— Start Dataset entries —
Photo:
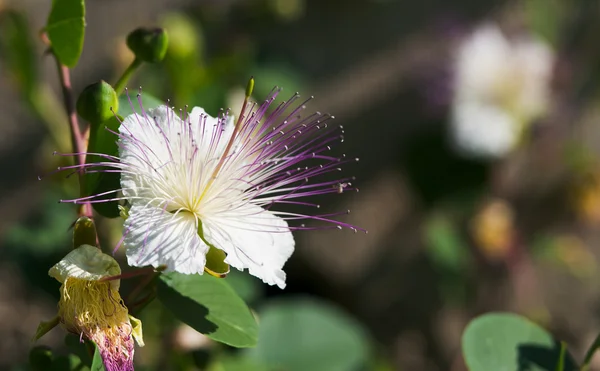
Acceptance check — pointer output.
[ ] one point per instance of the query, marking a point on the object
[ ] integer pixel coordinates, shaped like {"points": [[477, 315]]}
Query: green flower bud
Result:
{"points": [[95, 102], [148, 44]]}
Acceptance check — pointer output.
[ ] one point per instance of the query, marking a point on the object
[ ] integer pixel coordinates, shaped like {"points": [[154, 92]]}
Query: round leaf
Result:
{"points": [[508, 342], [65, 29], [210, 306], [303, 334]]}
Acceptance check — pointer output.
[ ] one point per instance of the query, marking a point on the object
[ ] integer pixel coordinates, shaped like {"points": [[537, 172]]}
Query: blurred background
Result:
{"points": [[477, 128]]}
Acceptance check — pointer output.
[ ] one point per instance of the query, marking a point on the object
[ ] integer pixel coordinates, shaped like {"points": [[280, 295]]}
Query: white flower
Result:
{"points": [[193, 181], [500, 86]]}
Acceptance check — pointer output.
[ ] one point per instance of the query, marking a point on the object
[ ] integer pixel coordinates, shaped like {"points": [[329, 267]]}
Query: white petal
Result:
{"points": [[253, 238], [156, 237], [482, 62], [204, 126], [147, 144], [483, 130]]}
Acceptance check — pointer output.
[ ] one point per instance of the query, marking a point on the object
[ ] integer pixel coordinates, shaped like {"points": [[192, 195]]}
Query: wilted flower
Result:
{"points": [[93, 309], [493, 229], [500, 86], [194, 182]]}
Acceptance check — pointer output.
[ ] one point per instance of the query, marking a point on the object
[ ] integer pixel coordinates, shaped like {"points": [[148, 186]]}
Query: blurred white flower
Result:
{"points": [[500, 86]]}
— End Dataset entries —
Exercise objective: Set down all the entries exactly as they appear, but skip any pictures.

Written reply:
Photo:
Acceptance check — pointer output.
[ ] one point per instance of the query, marking a point on the object
[ ] integer pixel coordinates, shaped like {"points": [[477, 315]]}
Query: green flower bud
Result:
{"points": [[95, 102], [148, 44]]}
Acceptance check — pointer output.
[ ] one point per instance of the query, marking a point on the object
[ ] integer pixel coordinates, shaped like {"points": [[154, 92]]}
Query: round leaf
Result:
{"points": [[508, 342], [65, 29], [210, 306], [303, 334]]}
Acceptance check — pointer output.
[ ] one point per instance of the query, marking a point on the object
[ ] integer pixel coordinates, shaped like {"points": [[537, 172]]}
Query: blurred background
Result:
{"points": [[477, 128]]}
Acceptance check — pointer output.
[ ] one point per instance of the query, marking a point on the object
[ ] integer pixel coordinates, shaped like {"points": [[280, 295]]}
Query: white flower
Result:
{"points": [[193, 181], [500, 86]]}
Acceptance check — pointer output.
[ ] one point per instance of the query, marking a point on the object
[ ] integer pixel coordinates, shaped like {"points": [[329, 267]]}
Query: white petal
Result:
{"points": [[253, 238], [156, 237], [482, 62], [204, 126], [147, 144], [483, 130]]}
Acceptance check — pointer output.
[ ] one point per instance of the query, marking a point on the object
[ ] integer pixel coordinates, shaped like {"points": [[192, 195]]}
Query: wilted flower
Result:
{"points": [[93, 309], [493, 229], [500, 86], [194, 182]]}
Acceptance check — pointer output.
[ ] one point per instance of the query, marking a point on the object
[ ] integer pixel coordinates, shaped like {"points": [[148, 186]]}
Query: blurred white flower
Result:
{"points": [[500, 86]]}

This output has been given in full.